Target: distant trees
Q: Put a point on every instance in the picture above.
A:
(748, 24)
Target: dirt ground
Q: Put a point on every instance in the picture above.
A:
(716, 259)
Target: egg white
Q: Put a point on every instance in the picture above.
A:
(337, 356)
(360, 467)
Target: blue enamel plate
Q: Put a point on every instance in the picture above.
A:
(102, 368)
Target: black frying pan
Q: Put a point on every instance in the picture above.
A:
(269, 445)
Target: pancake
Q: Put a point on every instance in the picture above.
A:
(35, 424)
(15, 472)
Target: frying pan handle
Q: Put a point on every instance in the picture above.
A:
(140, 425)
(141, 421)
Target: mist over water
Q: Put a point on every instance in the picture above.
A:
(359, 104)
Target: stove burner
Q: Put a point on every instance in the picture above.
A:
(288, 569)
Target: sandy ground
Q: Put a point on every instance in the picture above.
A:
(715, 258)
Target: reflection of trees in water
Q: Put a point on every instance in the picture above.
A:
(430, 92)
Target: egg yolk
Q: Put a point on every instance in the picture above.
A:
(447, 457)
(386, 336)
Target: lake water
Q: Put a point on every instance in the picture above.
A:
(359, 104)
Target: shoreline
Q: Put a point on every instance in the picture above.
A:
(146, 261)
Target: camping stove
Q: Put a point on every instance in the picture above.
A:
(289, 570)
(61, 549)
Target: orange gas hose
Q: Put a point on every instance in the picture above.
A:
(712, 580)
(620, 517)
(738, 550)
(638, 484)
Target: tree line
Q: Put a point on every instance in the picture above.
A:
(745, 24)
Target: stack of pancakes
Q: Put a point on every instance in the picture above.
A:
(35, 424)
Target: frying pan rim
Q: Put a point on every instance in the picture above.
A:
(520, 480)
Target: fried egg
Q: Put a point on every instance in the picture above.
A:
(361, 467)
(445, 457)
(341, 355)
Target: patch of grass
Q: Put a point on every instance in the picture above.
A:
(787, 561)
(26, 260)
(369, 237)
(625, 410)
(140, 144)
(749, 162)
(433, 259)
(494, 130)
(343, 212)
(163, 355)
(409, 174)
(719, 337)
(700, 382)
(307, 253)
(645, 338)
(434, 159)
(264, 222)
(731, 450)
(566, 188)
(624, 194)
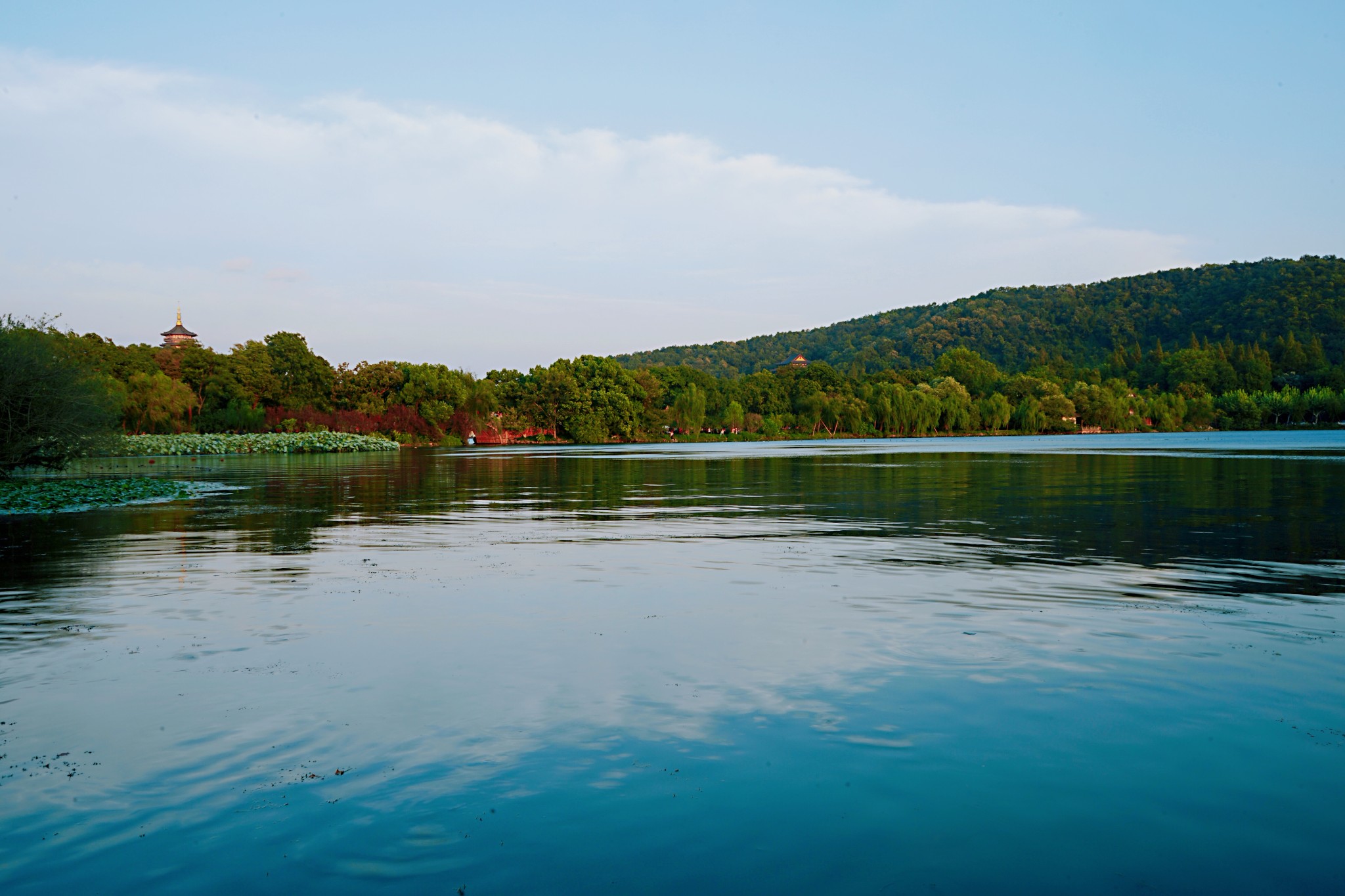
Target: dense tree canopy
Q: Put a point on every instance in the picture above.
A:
(1232, 345)
(1278, 305)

════════════════════

Every line of the listing that holds the word "frying" is to be found and copied.

### Task answer
Target: black frying pan
Target: frying pan handle
Target: frying pan rim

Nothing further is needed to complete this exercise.